▶ **STATED TASK 1**
Determine whether each of the following statements agrees with the passage on gender-based violence in schools, answering yes or no and quoting the decisive words of the passage: (a) PSE/Sex Ed classes take place once a week for six years; (b) the author recalls a male class teacher who challenged sexist views of women; (c) handouts are provided in these classes.
▶ **STATED TASK 2**
Carry on the passage on gender-based violence in schools from the point at which it stops.

A phrase I often like to use is that schools are breeding grounds for the likes of bullying, but this also rings true for gender-based violence.

While schools and many of their teachers attempt to learn, understand and teach the importance of prevention of gender-based violence, it is simply not enough if each institution has educators who sit on the side-lines when it comes to this specific topic.

Having passed through school encountering a male class teacher almost encouraging sexist and very backwards views of women, I feel confident in saying that this kind of behaviour can be found in other schools across the country.

On the other end of the scale, I’ve had guidance teachers and ex-guidance teachers that would work alongside me when it came to campaigning, presenting and even studying gender-based violence. In the middle were staff that would maybe call out a sexist comment or something that would insinuate gender-violence. There’s too much of a scale when really, when it comes down to it, all educators of every subject and department should be on the same page with equal involvement when it comes to gender-based violence.

The responsibility should not lie only with guidance teachers or PSE/Sex Ed classes. These classes happen once a week for 6 years. It becomes monotonous and the approach is always the same, it’s never something people want to talk about because it's considered “depressing”. There are no handouts, there’s not enough interaction or discussion within the class itself to actually engage students and have them talking about it openly.

We aren’t really told how prevention works, what prevention is and what it means and how we as individuals can contribute it, not only in our mini societies in school but in wider society. Schools are key in generational changes. Prevention and education of gender-based violence are key in helping everyone feel more safe and not part of a group who is more at risk of abuse or things like street harassment.

There are several right ways to go about this, several ways to improve classes, to start a discussion, to get everyone involved.

Boundary annotation records:
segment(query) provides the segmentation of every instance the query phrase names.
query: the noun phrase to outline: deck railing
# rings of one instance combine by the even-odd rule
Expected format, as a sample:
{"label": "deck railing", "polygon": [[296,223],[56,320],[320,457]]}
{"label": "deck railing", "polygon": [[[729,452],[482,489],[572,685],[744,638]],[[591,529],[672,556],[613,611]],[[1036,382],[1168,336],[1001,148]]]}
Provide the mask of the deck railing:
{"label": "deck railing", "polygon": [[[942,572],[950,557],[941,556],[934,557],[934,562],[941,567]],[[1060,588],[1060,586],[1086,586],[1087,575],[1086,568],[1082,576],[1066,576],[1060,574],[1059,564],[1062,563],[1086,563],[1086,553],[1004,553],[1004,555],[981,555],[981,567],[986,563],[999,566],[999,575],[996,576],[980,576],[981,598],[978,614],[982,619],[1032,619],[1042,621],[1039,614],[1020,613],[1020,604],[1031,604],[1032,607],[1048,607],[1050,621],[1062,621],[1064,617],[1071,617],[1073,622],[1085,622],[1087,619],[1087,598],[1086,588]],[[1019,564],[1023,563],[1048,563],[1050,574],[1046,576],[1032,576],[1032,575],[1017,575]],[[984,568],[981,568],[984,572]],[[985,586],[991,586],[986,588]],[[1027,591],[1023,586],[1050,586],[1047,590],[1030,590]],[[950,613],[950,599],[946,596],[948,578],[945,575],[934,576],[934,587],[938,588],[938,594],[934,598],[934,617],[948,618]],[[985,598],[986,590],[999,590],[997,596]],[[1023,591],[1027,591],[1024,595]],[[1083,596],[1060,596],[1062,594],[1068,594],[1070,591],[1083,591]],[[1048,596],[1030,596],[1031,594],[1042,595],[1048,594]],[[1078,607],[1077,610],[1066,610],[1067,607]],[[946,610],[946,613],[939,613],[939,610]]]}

▶ **EXERCISE RESULT 1**
(a) Yes: "These classes happen once a week for 6 years."
(b) No: "a male class teacher almost encouraging sexist and very backwards views of women"
(c) No: "There are no handouts"

▶ **EXERCISE RESULT 2**
It could even start with the simplest of things, for example staff getting together and brainstorming better protective policies surrounding this subject and cracking down on it, with every teacher and member of staff actually adhering to them. Call out your students when they make unfunny “dark humour” jokes about violence against women, equally call them out for making jokes about male survivors of abuse or any other survivor. Everyone, even the pupils, have the ability to call somebody out on their words, actions and behaviour, and schools have the ability to take an allegation of this kind of behaviour seriously.

If you have policies, commit to them. Don’t keep the little-to-no discussions about this in class where it’s addressed once a year: Create better justice for those who fall victims to that kind of behaviour. Even mentioning and raising awareness of it at a younger age (e.g. primary school lessons, ensuring age appropriateness) could make the difference, so that one day it is not considered taboo to discuss such a serious issue, and that one day, this issue will not be on such a large scale.

Talk about it, educate yourself and everyone around you all year round, discuss, engage and most importantly, find a way to incorporate it into everyday lessons across the board in an effective manner.